= EXERCISE DESCRIPTION =
Every line of the data below should be printed exactly. Nothing may be dropped.

= RECORDS PROVIDED =
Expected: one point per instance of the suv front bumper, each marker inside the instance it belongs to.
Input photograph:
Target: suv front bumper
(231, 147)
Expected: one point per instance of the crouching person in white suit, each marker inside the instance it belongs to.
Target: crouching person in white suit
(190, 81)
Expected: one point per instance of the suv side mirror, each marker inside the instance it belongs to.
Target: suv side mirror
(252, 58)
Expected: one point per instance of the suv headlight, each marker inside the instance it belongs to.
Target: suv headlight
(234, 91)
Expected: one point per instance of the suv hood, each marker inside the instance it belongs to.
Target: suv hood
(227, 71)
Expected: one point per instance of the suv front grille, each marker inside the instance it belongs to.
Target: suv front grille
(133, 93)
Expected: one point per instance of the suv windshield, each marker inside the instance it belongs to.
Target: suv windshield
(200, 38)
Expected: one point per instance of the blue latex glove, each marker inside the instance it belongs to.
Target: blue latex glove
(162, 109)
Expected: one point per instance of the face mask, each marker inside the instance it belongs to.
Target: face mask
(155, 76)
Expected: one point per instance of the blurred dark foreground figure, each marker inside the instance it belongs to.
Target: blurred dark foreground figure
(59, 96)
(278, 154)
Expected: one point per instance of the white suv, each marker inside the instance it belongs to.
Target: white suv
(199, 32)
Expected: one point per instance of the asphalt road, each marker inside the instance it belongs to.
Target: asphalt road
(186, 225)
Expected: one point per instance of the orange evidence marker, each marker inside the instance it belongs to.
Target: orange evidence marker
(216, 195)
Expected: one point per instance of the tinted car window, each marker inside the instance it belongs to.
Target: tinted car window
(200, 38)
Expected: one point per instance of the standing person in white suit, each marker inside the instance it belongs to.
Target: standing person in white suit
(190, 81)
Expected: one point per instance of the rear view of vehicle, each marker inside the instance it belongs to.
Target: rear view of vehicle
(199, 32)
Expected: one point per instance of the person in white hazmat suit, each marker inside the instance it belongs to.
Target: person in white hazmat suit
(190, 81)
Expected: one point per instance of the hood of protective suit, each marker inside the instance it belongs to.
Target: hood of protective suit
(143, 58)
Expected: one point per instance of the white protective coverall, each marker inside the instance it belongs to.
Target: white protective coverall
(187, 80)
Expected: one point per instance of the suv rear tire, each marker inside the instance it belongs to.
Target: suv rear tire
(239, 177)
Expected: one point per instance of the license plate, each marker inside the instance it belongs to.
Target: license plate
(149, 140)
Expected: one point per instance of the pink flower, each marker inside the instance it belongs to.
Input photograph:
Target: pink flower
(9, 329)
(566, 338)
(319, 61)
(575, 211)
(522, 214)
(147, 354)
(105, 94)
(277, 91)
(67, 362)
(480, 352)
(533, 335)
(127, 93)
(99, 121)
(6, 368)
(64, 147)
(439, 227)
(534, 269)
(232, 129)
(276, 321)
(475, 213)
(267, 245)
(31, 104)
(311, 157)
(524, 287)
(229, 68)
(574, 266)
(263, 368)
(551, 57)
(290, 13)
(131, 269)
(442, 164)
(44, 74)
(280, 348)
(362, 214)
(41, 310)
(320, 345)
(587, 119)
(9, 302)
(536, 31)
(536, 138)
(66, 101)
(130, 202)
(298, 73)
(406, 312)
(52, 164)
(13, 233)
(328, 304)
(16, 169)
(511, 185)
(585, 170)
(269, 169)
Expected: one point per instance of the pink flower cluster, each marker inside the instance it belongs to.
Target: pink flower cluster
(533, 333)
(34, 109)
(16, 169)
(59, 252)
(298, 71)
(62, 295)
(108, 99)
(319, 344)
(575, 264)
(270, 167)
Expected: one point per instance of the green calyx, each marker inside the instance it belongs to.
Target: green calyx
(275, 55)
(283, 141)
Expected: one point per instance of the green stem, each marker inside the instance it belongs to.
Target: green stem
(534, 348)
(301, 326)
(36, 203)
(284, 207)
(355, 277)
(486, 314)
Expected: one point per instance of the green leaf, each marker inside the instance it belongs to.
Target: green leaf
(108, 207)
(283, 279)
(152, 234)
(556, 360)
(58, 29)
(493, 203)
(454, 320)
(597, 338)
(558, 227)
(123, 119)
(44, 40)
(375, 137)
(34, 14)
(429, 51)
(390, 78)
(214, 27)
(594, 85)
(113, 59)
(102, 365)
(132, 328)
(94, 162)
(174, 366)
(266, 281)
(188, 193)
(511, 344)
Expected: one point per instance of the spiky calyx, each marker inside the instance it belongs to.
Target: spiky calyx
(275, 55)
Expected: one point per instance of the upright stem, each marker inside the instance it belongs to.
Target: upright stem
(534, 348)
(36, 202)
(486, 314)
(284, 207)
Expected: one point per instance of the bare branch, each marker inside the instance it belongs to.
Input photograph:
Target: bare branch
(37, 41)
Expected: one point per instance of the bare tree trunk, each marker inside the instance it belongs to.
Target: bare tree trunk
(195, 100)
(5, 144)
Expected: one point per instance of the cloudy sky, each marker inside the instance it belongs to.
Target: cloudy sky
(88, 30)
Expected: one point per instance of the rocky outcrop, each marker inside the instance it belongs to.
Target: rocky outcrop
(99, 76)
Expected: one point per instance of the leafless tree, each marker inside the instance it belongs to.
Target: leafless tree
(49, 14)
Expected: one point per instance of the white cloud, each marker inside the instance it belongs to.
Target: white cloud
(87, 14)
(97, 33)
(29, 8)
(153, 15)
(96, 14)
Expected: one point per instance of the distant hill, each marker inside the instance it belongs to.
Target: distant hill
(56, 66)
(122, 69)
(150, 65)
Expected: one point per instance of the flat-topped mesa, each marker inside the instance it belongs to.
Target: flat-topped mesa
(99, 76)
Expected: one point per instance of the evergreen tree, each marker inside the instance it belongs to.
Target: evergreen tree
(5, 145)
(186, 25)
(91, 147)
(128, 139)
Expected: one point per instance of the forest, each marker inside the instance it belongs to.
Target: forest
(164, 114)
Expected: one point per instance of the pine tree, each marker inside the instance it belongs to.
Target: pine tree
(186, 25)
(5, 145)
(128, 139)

= WRITTEN ANSWER =
Expected: one point per instance of the suv front bumper, each marker inside the instance it belongs to.
Input photograph:
Target: suv front bumper
(231, 147)
Expected: one point per instance of the crouching person in white suit, each marker inside the instance it belongs to.
Target: crouching person in white suit
(190, 81)
Expected: one point per instance of the suv side mirror, each marker inside the instance it belongs to.
Target: suv side mirror
(252, 58)
Expected: one point per instance of the suv headlight, each marker inside the instance it belongs to.
Target: suv headlight
(234, 91)
Expected: one point per instance of the suv hood, each marker inside the instance it belongs to.
Target: suv hood
(227, 71)
Expected: one point per instance of the suv front grille, each marker inside the instance it belongs to.
Target: suv front grille
(133, 93)
Expected: one point per instance of the suv windshield, each marker inside the instance it belongs to.
Target: suv windshield
(200, 38)
Expected: one point per instance of the blue latex glove, each marker inside the instance it belongs to.
Target: blue latex glove
(162, 109)
Expected: one point per instance of the face mask, each marker inside the instance it belongs to.
Target: face mask
(155, 76)
Expected: one point per instance of the blurred dark foreground figure, each marker inside the instance it belongs to.
Target: blurred dark foreground figure
(59, 96)
(278, 154)
Expected: one point per instance of the white suv, each marker inside the instance it belongs to.
Target: white suv
(199, 32)
Expected: one point per instance of the asphalt road, each marker inside the instance it belongs to.
Target: asphalt road
(186, 225)
Expected: one point per instance of the orange evidence marker, each marker inside the instance it belongs to.
Target: orange evidence marker
(216, 195)
Expected: one point per instance of the tinted car window, each marker inside the instance it belongs to.
Target: tinted car window
(200, 38)
Expected: one point per instance of the standing person in white suit, each marker inside the instance it belongs to.
Target: standing person in white suit
(190, 81)
Expected: one point per instance of the rear view of vehicle, each marker inside the instance it belongs to.
Target: rear view of vehicle
(199, 32)
Expected: one point per instance of the person in white hazmat suit, each marker inside the instance it belongs to.
Target: person in white hazmat suit
(190, 81)
Expected: one point per instance of the hood of protective suit, each marker inside the instance it belongs to.
Target: hood of protective suit
(143, 58)
Expected: one point per instance of the white protective coverall, each marker inside the instance it belongs to.
Target: white protective coverall
(187, 80)
Expected: one point per instance of the suv rear tire, each marker inside the instance it belongs to.
Target: suv rear tire
(239, 177)
Expected: one point per instance of the license plate, each marker inside the instance it belongs to.
Target: license plate
(149, 140)
Expected: one point per instance of the pink flower, each marker inside the instance it belongs to.
Input photograph:
Target: pink flower
(9, 329)
(566, 338)
(319, 61)
(575, 211)
(522, 214)
(147, 354)
(105, 94)
(277, 91)
(67, 362)
(480, 352)
(533, 335)
(127, 93)
(99, 121)
(6, 368)
(64, 147)
(439, 227)
(534, 269)
(232, 129)
(276, 321)
(475, 213)
(267, 245)
(31, 104)
(311, 157)
(524, 287)
(229, 68)
(574, 266)
(263, 368)
(551, 57)
(290, 13)
(131, 269)
(442, 164)
(44, 74)
(280, 348)
(362, 214)
(41, 310)
(320, 345)
(587, 119)
(9, 302)
(536, 31)
(536, 138)
(66, 101)
(130, 202)
(298, 73)
(406, 312)
(52, 164)
(13, 233)
(328, 304)
(16, 169)
(511, 185)
(585, 170)
(269, 169)
Expected: one point per instance of the pink flower cluster, each marker inside the instance it belongs to.
Target: pink flower cluster
(533, 333)
(34, 109)
(16, 169)
(59, 252)
(298, 71)
(62, 295)
(108, 99)
(319, 344)
(575, 264)
(270, 167)
Expected: one point per instance of the green calyx, each marker inside the instance it belongs to.
Target: green calyx
(275, 55)
(283, 141)
Expected: one point per instance of the green stem, each marker inside the instance it belongs to.
Target: green stem
(534, 348)
(301, 326)
(36, 203)
(284, 207)
(355, 277)
(486, 314)
Expected: one point per instance of the green leaf, each marker inside the instance it belongs to.
Target: green leaf
(108, 207)
(283, 279)
(152, 234)
(556, 360)
(58, 29)
(493, 203)
(454, 320)
(597, 338)
(558, 227)
(123, 119)
(44, 40)
(375, 137)
(34, 14)
(429, 51)
(390, 78)
(214, 27)
(594, 85)
(113, 59)
(102, 365)
(132, 328)
(94, 162)
(174, 366)
(266, 281)
(188, 193)
(511, 344)
Expected: one point per instance of the spiky calyx, each marker inside the instance it belongs to.
Target: spiky calyx
(275, 55)
Expected: one point per instance of the upright stem, each marker inside the instance it belongs to.
Target: upright stem
(534, 348)
(36, 202)
(486, 314)
(284, 207)
Expected: one point per instance of the bare branch, each marker inside the instance it belongs to.
Input photograph:
Target: bare branch
(37, 41)
Expected: one point per instance of the bare tree trunk, each marker inside the instance it belongs to.
Target: bare tree trunk
(195, 100)
(5, 144)
Expected: one point per instance of the cloudy sky, each marker inside the instance it belongs to.
Target: cloudy sky
(88, 30)
Expected: one point per instance of the rocky outcrop, each marker inside the instance it belongs to.
Target: rocky outcrop
(99, 76)
Expected: one point per instance of the leafless tree, each marker inside the instance it belongs to.
Target: leafless tree
(49, 14)
Expected: one point per instance of the white cloud, each marker inside the instance it belongs to.
Target: white cloud
(87, 14)
(97, 33)
(29, 8)
(153, 15)
(96, 14)
Expected: one point per instance of the distant hill, each marker inside the instance it belongs to.
Target: distant hill
(56, 66)
(122, 69)
(150, 65)
Expected: one point per instance of the flat-topped mesa, each marker inside the instance it belongs to.
Target: flat-topped mesa
(99, 76)
Expected: one point per instance of the evergreen tree, each marker inside the instance it belongs to.
Target: evergreen tree
(5, 145)
(186, 25)
(91, 147)
(128, 139)
Expected: one point per instance of the forest, each marker inside the instance it belongs to.
Target: forest
(164, 114)
Expected: one point per instance of the pine tree, each marker inside the instance it belongs to.
Target: pine tree
(186, 25)
(5, 145)
(128, 139)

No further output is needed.